As we waited for our burgers, it became apparent that the men at the counter were having a long-range conversation with one another.

“I don’t see nothing wrong with hitting my boy,” said the older, grey-haired guy on our left. “My daddy whupped my ass. Did me a world of good. No govermint’s gonna tell me how to raise my kids.”

“Damn right!” echoed down the line.  

The waitress set a plate with a 5-inch pile of sliced raw onions down in front of the heavy-set man sitting on the opposite side of the counter directly in front of us.  He wiped his black goatee with a paper napkin and dug into the crunchy offering.

“I wouldn’t want to ride in his truck tonight,” said Ed, not so sotto voce. I elbowed him, but  Goatee wasn’t listening. The waitress had placed 5-inch plate of fried bacon down next to the onions.

“I gotta problem,” declared Old Trucker as Goatee tucked into his meal. “My neighbour and her cats.  Damn cats keep coming into my garden to do their business, you follow? Only one way to handle things as far as I can see. My 9 mm pistol.”

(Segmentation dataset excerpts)
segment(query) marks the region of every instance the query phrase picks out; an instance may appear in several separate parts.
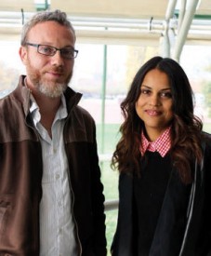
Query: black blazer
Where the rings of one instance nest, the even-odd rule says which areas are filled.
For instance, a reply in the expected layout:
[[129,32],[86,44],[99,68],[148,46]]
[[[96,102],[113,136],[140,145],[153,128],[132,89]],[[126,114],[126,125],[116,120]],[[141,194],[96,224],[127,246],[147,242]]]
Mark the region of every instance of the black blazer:
[[[211,137],[203,142],[204,159],[195,161],[187,210],[186,228],[182,237],[175,237],[177,210],[182,203],[183,186],[176,170],[172,171],[165,195],[149,256],[210,256],[211,255]],[[119,213],[112,245],[112,256],[133,255],[133,179],[127,174],[119,177]],[[179,253],[174,246],[180,240]]]

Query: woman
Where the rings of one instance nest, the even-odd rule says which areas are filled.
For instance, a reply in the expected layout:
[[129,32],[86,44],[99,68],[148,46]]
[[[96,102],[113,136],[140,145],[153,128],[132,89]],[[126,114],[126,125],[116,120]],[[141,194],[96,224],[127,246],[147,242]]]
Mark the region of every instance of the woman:
[[211,137],[178,62],[154,57],[121,103],[119,214],[112,256],[211,255]]

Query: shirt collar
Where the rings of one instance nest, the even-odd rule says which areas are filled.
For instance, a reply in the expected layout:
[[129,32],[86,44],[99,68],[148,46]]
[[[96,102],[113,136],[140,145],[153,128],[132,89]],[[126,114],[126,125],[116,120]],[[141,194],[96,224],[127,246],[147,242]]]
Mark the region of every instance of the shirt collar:
[[[30,113],[33,116],[33,122],[34,122],[34,125],[36,126],[36,124],[38,122],[40,122],[40,119],[41,119],[41,115],[40,115],[40,112],[39,112],[39,106],[37,105],[36,103],[36,101],[35,99],[33,98],[33,94],[31,93],[31,104],[30,104]],[[67,113],[67,106],[66,106],[66,101],[65,101],[65,97],[63,94],[61,94],[61,103],[60,103],[60,106],[56,114],[56,116],[55,116],[55,120],[61,120],[61,119],[64,119],[66,118],[68,115],[68,113]]]
[[154,141],[149,141],[145,137],[143,131],[141,132],[141,144],[140,153],[144,155],[146,151],[158,152],[162,157],[167,154],[171,147],[171,137],[170,137],[171,127],[167,128],[160,137]]

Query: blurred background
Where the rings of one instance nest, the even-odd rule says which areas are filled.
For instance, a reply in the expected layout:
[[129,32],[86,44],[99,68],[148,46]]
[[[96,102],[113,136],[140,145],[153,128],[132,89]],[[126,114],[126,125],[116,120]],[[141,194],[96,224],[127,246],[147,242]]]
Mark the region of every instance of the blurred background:
[[178,61],[194,91],[195,114],[211,133],[211,1],[1,1],[0,98],[25,73],[19,57],[22,25],[46,9],[65,11],[75,28],[79,54],[70,87],[83,93],[80,104],[97,124],[109,250],[118,212],[118,173],[111,157],[120,138],[120,103],[138,69],[155,55]]

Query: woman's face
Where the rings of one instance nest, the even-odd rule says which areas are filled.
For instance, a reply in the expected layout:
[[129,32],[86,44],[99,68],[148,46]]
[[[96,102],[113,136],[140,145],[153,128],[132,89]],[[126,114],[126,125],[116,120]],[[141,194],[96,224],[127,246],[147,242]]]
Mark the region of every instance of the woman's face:
[[170,125],[173,119],[172,106],[172,92],[166,74],[158,69],[149,71],[140,85],[136,111],[144,122],[152,141]]

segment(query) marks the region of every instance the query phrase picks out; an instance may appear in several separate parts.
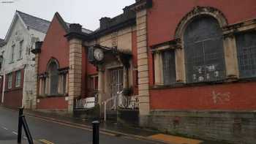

Direction 1 ::
Condense the paragraph of the page extract that begins "The waitress set a plate" into one shorter sentence that keeps its main facts.
Direction 2 ::
Copy, word for word, the part of the page extract that opens with the words containing "As we waited" and closes with "the crunchy offering.".
Rely only on the page extract for this work.

Output 1 ::
The waitress put a plate piled 5 inches high with sliced raw onions in front of the heavy-set man directly across the counter, who wiped his black goatee with a paper napkin and started eating them.

Output 2 ::
As we waited for our burgers, it became apparent that the men at the counter were having a long-range conversation with one another.

“I don’t see nothing wrong with hitting my boy,” said the older, grey-haired guy on our left. “My daddy whupped my ass. Did me a world of good. No govermint’s gonna tell me how to raise my kids.”

“Damn right!” echoed down the line.  

The waitress set a plate with a 5-inch pile of sliced raw onions down in front of the heavy-set man sitting on the opposite side of the counter directly in front of us.  He wiped his black goatee with a paper napkin and dug into the crunchy offering.